----- Records for processing -----
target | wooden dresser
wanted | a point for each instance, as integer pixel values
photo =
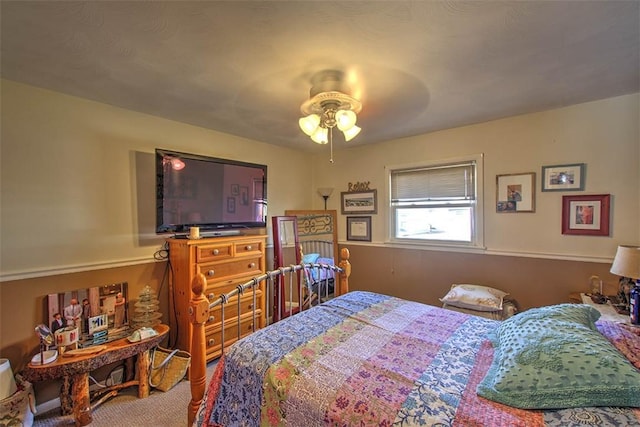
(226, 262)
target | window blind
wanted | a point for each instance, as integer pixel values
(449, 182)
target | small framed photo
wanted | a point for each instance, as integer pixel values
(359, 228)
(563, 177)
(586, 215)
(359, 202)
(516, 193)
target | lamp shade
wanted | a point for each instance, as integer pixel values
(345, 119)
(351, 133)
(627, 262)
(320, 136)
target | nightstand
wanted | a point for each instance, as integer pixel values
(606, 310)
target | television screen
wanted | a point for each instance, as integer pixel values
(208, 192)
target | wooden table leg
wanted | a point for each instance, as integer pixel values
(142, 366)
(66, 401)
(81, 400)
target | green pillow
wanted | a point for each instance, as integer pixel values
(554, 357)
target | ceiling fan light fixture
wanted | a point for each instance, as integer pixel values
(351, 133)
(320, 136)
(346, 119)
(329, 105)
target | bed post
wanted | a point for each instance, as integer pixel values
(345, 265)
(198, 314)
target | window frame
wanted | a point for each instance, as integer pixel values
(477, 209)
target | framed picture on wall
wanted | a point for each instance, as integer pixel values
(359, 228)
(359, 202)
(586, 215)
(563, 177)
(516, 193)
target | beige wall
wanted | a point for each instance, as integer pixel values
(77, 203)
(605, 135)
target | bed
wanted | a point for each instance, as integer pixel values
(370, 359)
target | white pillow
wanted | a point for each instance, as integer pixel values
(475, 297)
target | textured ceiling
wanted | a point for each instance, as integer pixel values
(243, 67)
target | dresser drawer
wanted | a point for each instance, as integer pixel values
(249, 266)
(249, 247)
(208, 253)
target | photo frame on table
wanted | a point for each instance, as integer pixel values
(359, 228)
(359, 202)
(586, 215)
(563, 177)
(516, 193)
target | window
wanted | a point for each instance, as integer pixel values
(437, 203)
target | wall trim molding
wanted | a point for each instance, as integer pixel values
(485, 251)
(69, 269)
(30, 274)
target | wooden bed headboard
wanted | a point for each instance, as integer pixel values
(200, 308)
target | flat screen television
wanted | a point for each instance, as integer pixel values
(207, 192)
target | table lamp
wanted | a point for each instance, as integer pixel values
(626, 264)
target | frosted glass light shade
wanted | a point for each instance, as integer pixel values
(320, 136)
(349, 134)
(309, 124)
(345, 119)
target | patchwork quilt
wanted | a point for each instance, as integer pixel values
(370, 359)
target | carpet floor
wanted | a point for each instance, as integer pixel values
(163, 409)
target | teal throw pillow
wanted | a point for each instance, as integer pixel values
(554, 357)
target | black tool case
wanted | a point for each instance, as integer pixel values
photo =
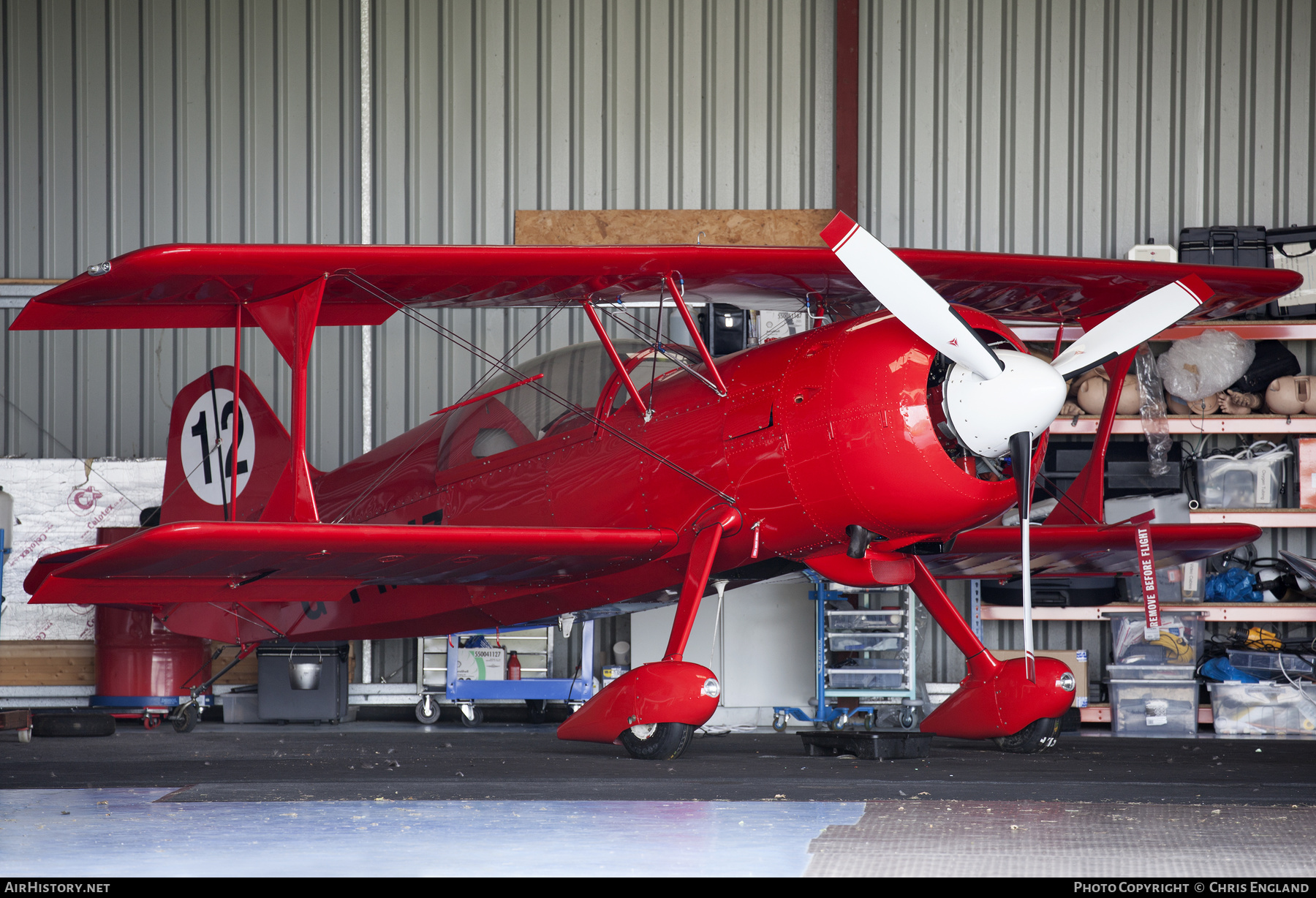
-----
What the task asks » Quote the entries in full. Any image among them is to be omitted from the copy.

Exercise answer »
target | wooden dresser
wanted | a point for each instance, as integer pixel values
photo =
(226, 262)
target | window blind
wanted | a point for each instance, as integer pixel values
(449, 182)
target | small framed photo
wanted | a point for each instance, as integer pixel values
(359, 228)
(563, 177)
(586, 215)
(359, 202)
(516, 193)
target | lamp shade
wanted | a point for each instance, as integer pixel values
(345, 119)
(351, 133)
(627, 262)
(320, 136)
target | nightstand
wanted | a point for each instance, as integer pixel values
(606, 310)
target | television screen
wanted | a point for each instance, as integer pixel values
(208, 192)
target | wooden table leg
wanted | a point for each instance, as integer pixel values
(142, 366)
(66, 401)
(81, 400)
target | green pillow
wanted | a point for each instance, as integer pixel values
(554, 357)
target | ceiling fan light fixture
wanted | a point for each instance, as integer pixel values
(351, 133)
(320, 136)
(346, 119)
(329, 105)
target | bed post
wanted | a point for each instance, as integer pixel values
(345, 265)
(198, 314)
target | window frame
wanted | a point for each instance, as integer pixel values
(477, 209)
target | framed picture on wall
wanted | a point for each instance, as integer pixel values
(359, 228)
(359, 202)
(586, 215)
(563, 177)
(516, 193)
target | beige wall
wanted | a point for each instance, as integer pixel values
(77, 203)
(605, 135)
target | bed
wanted | a point for each instance, as integer pixel values
(370, 359)
target | white pillow
wanted | a point for each instance, as integer pixel values
(475, 297)
target | textured ceiling
wanted | a point for each instance, as integer pixel values
(243, 67)
target | dresser drawer
wanted | a point for each instance, as integer pixel values
(249, 266)
(249, 247)
(208, 253)
target | photo frame on table
wanted | a point for each instance, as integer pixel values
(359, 228)
(359, 202)
(586, 215)
(563, 177)
(516, 193)
target | window
wanted | a point for each instance, as integer pixel values
(437, 203)
target | wall trim molding
wanted | a point for each instance, as integer pixel values
(485, 251)
(69, 269)
(30, 274)
target | wooden bed headboard
wanted | a point for each instance, as integer pixel values
(200, 308)
target | flat screen television
wanted | a point for each instance, as integer pixel values
(207, 192)
target | table lamp
wanted | a point for each instance, as integer pixel values
(626, 264)
target | frosted glass light shade
wanted | a point for each instance, as integer pixel values
(320, 136)
(349, 134)
(309, 124)
(345, 119)
target | patchwork quilt
wanted | a point for each instance, as integer pixel values
(370, 359)
target | carpet floor
wanted | a point for each instance, as integer pixel values
(163, 409)
target | teal throw pillow
wanted | a point for each instance, as integer pixel values
(554, 357)
target | black tool case
wanted | a point for each instance, as integer pixel values
photo =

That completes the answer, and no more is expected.